--- Set task ---
Exactly and only the lines from the one containing "the white building" through the close of the entries below are to be set down.

--- Material ---
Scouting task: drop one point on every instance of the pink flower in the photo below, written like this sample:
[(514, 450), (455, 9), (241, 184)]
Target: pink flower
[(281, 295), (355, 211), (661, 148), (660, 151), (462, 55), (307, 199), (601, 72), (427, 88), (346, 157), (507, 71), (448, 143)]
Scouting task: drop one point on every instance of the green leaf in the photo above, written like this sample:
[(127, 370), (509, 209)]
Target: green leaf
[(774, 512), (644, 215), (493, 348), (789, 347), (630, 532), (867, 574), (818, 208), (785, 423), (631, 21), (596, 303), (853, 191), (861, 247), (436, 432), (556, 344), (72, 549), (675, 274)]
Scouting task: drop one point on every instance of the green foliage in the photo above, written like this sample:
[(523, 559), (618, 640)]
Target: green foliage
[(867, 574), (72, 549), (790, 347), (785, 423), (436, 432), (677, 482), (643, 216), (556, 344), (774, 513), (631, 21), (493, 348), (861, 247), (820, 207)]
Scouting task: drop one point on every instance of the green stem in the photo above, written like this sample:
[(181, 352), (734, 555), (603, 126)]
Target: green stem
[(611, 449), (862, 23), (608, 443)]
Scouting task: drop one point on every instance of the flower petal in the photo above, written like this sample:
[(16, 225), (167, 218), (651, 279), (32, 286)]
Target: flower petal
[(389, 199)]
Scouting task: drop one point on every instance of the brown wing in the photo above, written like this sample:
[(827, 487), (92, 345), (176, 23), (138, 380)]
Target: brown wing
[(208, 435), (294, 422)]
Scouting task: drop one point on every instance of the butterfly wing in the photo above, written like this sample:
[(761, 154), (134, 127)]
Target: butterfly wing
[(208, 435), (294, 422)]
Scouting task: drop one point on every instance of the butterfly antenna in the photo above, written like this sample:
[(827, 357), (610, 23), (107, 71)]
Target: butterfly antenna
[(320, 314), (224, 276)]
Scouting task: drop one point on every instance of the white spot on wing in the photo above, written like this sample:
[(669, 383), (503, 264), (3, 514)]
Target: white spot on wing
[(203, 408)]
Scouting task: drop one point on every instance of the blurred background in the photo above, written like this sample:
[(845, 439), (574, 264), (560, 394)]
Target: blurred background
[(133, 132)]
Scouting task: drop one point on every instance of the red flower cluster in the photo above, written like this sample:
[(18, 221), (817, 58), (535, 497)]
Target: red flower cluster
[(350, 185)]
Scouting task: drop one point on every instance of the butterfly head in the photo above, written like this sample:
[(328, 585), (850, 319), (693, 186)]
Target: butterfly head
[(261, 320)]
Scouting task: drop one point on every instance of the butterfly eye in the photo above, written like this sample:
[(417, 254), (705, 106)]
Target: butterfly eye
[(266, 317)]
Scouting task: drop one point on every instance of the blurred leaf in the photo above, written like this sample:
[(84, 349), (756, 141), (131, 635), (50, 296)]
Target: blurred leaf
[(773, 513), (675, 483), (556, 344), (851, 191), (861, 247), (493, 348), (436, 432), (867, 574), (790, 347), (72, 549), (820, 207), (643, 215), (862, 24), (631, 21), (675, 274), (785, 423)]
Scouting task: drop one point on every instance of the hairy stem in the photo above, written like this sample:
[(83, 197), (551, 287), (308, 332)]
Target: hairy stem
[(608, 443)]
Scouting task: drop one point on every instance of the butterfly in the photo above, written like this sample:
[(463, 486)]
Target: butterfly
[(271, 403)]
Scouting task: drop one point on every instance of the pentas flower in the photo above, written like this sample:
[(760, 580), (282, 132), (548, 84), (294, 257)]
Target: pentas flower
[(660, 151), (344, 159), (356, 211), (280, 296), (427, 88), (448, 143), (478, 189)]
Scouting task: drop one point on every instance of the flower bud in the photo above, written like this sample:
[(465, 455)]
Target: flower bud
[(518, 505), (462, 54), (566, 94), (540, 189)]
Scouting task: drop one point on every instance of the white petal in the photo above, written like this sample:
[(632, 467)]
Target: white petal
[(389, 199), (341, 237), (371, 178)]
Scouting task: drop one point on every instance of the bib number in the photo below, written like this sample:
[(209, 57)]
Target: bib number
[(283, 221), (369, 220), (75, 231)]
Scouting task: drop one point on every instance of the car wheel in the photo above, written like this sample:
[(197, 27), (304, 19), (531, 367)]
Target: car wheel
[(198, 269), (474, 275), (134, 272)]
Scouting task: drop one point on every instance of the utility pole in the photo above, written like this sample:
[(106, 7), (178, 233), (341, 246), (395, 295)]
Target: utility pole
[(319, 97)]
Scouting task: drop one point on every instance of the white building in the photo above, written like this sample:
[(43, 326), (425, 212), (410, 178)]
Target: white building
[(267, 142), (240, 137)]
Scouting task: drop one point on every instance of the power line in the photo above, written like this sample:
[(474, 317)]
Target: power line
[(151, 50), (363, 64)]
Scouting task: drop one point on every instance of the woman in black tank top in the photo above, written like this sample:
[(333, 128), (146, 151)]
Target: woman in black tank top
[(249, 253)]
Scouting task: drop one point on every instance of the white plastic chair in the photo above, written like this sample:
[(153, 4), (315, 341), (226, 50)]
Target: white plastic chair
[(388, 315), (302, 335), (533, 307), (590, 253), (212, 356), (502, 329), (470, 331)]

--- Answer to the problem ---
Scouting task: drop one point on every instance of the white building in the photo above, written like this sample:
[(43, 326), (425, 212), (410, 178)]
Target: white building
[(267, 142), (240, 137)]
Scouting task: drop one point on every instance of the power line in the photo above, written like this sample:
[(474, 317)]
Target: power line
[(151, 50), (363, 64)]
Scouting task: drop one point on every instance of the woman in black tank top in the photo above, written like this sample:
[(333, 128), (146, 151)]
Target: woman in black tank top
[(249, 253)]
Scouting task: drop one point on every instance of the white plastic chair in the photo above, written like this sample:
[(153, 4), (315, 341), (226, 50)]
Target: white plastic chair
[(388, 315), (302, 335), (533, 307), (590, 253), (212, 356), (502, 329), (470, 331)]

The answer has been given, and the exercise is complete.